» **Given problem**
Rescale the entries below by restating every line, requests included, with each point coordinate in the answers multiplied by 0.65 and rounded to a whole number, rounding halves up.

» **Material shown**
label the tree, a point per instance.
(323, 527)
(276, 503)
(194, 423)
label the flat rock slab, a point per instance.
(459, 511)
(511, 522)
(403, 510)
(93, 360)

» **Output of the exercise**
label the tree, a point per instance.
(210, 343)
(179, 327)
(126, 275)
label the flat rock slab, a point per instance.
(298, 332)
(332, 339)
(262, 332)
(60, 234)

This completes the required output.